**MATERIAL TO PROCESS**
== == ==

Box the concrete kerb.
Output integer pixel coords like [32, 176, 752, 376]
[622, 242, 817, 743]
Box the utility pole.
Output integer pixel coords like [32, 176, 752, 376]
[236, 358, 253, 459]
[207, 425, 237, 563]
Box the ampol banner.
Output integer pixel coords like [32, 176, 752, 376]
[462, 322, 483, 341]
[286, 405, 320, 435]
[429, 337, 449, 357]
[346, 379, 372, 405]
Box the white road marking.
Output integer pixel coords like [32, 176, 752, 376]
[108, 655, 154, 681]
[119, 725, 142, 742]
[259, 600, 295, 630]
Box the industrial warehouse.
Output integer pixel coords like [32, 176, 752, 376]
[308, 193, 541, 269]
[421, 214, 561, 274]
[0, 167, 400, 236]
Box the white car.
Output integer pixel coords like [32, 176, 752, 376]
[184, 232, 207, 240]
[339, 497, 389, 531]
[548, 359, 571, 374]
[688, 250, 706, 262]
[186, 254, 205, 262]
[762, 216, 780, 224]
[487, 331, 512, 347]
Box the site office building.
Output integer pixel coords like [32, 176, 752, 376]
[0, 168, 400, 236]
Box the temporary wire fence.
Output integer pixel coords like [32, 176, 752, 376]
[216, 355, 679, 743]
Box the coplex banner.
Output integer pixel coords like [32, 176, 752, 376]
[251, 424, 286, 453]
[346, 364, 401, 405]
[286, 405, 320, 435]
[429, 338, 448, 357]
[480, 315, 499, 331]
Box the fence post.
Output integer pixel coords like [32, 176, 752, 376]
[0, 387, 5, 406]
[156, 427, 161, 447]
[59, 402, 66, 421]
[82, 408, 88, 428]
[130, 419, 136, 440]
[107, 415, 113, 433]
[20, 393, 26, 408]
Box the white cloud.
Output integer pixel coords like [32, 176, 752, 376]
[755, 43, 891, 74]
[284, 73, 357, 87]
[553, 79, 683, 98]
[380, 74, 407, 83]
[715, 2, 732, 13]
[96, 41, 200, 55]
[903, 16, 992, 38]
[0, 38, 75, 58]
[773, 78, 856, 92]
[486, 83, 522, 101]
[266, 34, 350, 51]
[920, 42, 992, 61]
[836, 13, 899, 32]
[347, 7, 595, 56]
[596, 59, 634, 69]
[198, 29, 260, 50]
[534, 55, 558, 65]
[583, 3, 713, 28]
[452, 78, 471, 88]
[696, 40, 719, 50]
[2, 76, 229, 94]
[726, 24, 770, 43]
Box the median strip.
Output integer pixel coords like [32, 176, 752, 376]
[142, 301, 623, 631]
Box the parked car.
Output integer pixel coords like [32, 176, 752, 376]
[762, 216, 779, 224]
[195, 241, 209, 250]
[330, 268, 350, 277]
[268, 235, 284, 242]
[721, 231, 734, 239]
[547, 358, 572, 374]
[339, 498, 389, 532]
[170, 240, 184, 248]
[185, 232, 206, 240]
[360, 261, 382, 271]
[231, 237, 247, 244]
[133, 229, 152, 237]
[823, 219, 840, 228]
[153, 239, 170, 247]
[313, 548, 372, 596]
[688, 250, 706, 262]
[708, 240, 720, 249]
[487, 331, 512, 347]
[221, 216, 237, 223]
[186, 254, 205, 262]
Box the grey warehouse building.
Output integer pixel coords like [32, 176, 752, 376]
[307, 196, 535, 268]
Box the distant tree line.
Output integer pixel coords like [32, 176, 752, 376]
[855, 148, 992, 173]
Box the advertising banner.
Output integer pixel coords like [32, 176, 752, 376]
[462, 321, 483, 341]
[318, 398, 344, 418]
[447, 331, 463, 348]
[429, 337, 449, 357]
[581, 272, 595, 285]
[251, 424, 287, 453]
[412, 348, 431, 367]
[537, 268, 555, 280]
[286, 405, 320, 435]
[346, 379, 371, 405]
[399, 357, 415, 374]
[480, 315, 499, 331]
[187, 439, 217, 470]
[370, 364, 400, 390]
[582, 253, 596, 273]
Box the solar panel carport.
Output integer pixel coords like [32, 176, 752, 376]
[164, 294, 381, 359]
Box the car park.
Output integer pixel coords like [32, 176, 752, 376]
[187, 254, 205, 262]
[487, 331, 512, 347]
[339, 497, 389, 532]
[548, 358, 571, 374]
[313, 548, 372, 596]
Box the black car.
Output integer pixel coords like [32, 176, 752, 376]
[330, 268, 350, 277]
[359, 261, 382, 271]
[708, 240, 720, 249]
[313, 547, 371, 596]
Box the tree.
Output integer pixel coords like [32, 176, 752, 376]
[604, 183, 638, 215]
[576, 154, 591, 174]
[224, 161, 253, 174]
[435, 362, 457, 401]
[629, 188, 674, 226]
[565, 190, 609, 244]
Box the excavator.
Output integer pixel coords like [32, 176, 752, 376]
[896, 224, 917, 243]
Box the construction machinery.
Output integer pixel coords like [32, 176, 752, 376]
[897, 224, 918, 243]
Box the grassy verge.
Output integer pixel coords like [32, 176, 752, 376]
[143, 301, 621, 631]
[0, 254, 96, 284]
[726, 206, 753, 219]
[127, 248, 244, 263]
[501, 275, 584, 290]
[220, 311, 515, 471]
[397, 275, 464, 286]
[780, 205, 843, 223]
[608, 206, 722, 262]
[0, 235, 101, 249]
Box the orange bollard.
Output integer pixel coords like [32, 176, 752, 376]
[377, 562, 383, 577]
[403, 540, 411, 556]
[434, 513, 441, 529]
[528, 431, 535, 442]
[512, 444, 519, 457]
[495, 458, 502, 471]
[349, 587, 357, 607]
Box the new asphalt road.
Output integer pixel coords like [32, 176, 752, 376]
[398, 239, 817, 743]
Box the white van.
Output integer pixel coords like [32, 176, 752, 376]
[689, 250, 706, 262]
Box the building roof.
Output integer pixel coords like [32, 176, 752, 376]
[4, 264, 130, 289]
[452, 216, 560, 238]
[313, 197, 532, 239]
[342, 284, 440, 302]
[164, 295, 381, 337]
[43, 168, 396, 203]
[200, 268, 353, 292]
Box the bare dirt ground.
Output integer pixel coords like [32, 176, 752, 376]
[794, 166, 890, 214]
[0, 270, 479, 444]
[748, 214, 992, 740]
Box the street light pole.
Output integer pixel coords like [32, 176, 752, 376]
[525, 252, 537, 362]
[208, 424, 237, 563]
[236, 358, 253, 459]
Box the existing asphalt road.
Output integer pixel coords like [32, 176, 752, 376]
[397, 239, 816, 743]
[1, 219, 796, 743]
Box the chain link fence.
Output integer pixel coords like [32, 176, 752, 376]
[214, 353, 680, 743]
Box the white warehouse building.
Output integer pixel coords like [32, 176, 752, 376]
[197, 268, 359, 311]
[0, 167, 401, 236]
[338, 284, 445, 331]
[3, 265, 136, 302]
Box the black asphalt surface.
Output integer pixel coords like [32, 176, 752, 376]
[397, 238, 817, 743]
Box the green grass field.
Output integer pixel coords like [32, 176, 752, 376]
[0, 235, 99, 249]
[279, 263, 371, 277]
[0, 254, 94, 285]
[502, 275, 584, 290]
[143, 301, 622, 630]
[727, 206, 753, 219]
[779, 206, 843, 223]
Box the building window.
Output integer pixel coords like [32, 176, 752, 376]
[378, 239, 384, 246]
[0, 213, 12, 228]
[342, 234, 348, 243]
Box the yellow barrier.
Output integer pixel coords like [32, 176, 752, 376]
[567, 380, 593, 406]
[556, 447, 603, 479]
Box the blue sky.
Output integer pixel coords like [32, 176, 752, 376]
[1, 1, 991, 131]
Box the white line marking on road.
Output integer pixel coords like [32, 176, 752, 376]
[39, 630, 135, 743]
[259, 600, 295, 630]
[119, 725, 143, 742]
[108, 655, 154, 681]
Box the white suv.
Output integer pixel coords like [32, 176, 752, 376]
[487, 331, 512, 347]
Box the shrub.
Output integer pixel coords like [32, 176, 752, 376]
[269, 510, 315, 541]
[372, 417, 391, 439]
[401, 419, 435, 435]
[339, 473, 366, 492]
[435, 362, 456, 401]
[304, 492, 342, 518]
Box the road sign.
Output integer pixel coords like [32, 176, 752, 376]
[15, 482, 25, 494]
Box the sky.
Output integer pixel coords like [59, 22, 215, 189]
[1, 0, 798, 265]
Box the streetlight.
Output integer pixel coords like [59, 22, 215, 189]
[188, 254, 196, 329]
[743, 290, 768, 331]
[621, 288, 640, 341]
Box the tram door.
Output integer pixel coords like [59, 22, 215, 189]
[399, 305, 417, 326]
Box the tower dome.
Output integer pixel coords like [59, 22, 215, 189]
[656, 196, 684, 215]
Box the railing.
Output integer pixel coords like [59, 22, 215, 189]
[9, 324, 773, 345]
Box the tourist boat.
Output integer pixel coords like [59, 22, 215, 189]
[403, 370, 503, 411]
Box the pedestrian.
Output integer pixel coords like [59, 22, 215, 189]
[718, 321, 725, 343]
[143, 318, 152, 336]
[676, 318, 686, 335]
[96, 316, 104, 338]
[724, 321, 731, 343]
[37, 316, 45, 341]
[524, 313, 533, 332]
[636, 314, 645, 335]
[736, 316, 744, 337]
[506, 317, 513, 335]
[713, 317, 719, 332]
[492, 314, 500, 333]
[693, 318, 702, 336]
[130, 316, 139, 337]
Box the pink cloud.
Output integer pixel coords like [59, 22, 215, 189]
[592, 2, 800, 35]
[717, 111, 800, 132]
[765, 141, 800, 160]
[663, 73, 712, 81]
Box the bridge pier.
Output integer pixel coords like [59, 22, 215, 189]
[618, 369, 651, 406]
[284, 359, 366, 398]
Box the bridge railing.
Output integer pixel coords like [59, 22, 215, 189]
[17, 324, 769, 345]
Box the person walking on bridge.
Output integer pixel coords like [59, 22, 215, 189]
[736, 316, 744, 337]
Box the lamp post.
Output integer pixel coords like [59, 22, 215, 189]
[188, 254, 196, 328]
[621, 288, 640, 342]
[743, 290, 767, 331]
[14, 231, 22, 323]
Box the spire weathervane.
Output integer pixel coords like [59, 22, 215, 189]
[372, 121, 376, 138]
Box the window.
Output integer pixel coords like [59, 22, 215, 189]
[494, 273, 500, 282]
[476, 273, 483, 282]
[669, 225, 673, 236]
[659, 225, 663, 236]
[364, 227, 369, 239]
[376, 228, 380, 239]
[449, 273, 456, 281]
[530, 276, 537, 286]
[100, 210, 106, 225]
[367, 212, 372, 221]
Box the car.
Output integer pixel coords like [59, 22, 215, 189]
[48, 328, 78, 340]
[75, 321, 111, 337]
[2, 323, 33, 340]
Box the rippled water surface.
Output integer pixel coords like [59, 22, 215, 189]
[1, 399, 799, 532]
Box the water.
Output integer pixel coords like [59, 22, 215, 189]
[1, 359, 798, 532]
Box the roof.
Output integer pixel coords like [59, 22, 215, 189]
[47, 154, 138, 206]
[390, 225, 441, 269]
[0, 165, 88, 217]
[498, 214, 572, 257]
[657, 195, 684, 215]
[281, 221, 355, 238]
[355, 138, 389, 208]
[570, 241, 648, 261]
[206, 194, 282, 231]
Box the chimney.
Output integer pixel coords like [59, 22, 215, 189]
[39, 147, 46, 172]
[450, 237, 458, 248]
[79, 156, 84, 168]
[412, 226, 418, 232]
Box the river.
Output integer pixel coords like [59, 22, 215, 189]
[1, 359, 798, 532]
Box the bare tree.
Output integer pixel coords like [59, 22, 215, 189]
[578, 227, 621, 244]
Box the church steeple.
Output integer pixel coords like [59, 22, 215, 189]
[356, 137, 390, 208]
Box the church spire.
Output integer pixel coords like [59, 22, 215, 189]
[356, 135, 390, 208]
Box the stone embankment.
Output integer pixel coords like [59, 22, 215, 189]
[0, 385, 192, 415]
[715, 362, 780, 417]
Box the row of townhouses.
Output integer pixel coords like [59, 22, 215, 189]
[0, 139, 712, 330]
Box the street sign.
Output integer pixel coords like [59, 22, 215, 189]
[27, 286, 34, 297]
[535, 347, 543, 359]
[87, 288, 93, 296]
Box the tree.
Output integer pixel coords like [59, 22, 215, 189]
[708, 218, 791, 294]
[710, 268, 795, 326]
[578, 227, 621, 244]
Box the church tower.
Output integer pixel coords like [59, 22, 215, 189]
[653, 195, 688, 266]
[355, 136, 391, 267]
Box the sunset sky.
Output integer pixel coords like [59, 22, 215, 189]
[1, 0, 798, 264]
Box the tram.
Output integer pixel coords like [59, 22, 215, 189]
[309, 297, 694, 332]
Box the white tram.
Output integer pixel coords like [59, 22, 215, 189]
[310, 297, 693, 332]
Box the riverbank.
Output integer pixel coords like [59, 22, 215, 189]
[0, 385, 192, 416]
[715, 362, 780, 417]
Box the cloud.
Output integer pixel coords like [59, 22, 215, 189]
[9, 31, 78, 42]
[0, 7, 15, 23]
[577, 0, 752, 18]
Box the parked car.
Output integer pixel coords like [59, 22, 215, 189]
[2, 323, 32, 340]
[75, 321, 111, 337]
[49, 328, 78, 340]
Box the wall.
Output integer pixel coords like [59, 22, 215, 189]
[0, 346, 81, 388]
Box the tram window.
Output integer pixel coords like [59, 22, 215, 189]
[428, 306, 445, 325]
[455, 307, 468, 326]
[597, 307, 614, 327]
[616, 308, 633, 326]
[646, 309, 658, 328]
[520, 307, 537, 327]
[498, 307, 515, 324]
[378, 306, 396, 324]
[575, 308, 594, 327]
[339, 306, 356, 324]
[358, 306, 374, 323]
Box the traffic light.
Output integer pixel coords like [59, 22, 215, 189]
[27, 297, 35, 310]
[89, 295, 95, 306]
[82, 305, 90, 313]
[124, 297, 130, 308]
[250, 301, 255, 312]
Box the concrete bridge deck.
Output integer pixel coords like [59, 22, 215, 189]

== == ==

**WHAT YOU HAVE TO DO**
Your answer should be a single number: the count of lines in the listing that hold "road".

**SOLUTION TO THIS EXERCISE**
5